Problem to work on
Each record is to be printed again precisely as it reads.

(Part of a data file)

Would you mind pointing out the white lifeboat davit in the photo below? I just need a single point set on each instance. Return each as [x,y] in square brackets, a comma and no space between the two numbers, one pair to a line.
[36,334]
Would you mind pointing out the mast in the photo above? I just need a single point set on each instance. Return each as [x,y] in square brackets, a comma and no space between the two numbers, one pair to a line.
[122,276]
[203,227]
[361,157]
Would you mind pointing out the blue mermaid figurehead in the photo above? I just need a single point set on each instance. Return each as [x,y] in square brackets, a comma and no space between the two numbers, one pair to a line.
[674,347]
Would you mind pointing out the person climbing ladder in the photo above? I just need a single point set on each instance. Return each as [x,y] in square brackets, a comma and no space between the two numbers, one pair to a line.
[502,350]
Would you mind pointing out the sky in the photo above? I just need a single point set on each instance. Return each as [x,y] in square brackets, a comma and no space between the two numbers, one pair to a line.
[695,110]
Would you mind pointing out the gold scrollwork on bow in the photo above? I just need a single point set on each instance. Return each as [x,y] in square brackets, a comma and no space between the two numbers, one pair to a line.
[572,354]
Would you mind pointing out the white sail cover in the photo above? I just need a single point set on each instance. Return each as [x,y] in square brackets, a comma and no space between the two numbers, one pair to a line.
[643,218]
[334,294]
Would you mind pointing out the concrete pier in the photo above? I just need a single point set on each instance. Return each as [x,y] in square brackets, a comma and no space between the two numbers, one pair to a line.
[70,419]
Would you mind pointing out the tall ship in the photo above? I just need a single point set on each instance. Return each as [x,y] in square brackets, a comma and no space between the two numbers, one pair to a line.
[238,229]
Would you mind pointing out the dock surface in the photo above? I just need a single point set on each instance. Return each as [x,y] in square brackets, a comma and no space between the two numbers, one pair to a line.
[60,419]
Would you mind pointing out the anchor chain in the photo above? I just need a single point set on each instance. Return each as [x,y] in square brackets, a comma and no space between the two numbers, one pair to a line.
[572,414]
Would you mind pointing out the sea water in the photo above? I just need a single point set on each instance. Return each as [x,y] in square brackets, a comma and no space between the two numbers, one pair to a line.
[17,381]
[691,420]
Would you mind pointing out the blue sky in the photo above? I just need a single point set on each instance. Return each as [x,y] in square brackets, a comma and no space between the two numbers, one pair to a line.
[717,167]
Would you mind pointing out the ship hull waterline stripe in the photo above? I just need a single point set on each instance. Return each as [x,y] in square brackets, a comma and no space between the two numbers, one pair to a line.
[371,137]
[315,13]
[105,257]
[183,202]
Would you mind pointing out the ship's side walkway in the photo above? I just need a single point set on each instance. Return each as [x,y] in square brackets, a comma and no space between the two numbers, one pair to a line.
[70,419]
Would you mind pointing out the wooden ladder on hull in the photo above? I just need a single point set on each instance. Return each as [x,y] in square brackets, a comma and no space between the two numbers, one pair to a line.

Result below
Would you mind pointing out the white lifeboat davit in the photo below? I just need a single point set on each instance. Return each as [x,y] in square brackets, a comma and no space between the two numbers, one pair to a line.
[36,334]
Would you mind pointing out the mast in the photo above? I just need a single point set on each instance. Return each as [x,y] in square brackets, a comma and no space between the two numbers, one pair to a line.
[122,276]
[203,227]
[361,157]
Would you mind pointing out the blue mermaid figurehead in the photo above? I just need a single point set on each instance. Return each as [x,y] in square brackets, a comma and no space between the two numbers, one pair to a line.
[674,347]
Would you mind pointing out the person climbing ladder in the photo above? I just need a single point set on each instance. Return each as [x,y] in square brackets, a comma and no space between the two numbers, one pair to a line.
[502,350]
Would you mind pointing out the sky in the photo above? I just need a single point set on each instance. Return each as [x,y] in square brackets, a comma and no space between the two numbers, one pair to a line.
[695,110]
Would you mind pointing out the gold scrollwork on bow in the photo above? I just need a single point set on each instance. Return each as [x,y] in square brackets, a comma and no space between the two numbers, one pair to a line.
[572,354]
Would you mind pointing out the white sail cover in the photo above? I just need a single point set on each instance. Return each as [x,y] in square brackets, a comma and no space between the two numbers, one pair to a line.
[643,218]
[334,294]
Would you mind pointing out the concrete pier in the photo above? I just need a single point set on each instance. Return each as [x,y] in square brackets, a comma and no space between the two numbers, one pair to a line.
[70,419]
Would you mind pointing out the tall ship in the photo above? I just need a single point set on each instance. Return each as [x,y] in square brackets, a comma and no space between the two numbers, one pair to a line.
[238,229]
Would you mind pointing out the dock surface in the photo above? I just need a single point set on each instance. Return each as [x,y] in square brackets, a comma and no space between the two numbers, one pair to a line.
[60,419]
Would you mind pointing out the anchor chain in the photo above? I just need a single point set on each instance. Return each as [x,y] in square brackets, a comma and no space between the two numbers, one pair to a line.
[572,414]
Would you mind pointing out the sea water in the photo above? I just need a single point set on each instance. Return each as [x,y] in square brackets, a comma and no space between the two numbers, one pair to a line.
[17,381]
[691,420]
Would you mind pointing out the blue sky in the photo above? I just need a single point set on each instance. Return each as [x,y] in square brackets, a comma and no space between the two numbers, one pair to a line.
[717,167]
Would you mind pointing out the ship hull waterline stripe in the photo above? I just need a single point set on each instance. Return each as [x,y] in square brackets, a comma and no space between the two numbers, one pair to a line.
[371,137]
[315,13]
[105,257]
[183,202]
Would you mind pointing out the ship's side walkway in the photo above? I just need a single point set on each instance. Return each as [x,y] in square brackets, a comma and no space between the two numbers, one pair to a line.
[70,419]
Would you mind pointing out the wooden ladder on hull in the photo above? I just need a single point set on each instance. Return each as [x,y] in square brackets, a comma and no space between the two numbers, one pair to a line.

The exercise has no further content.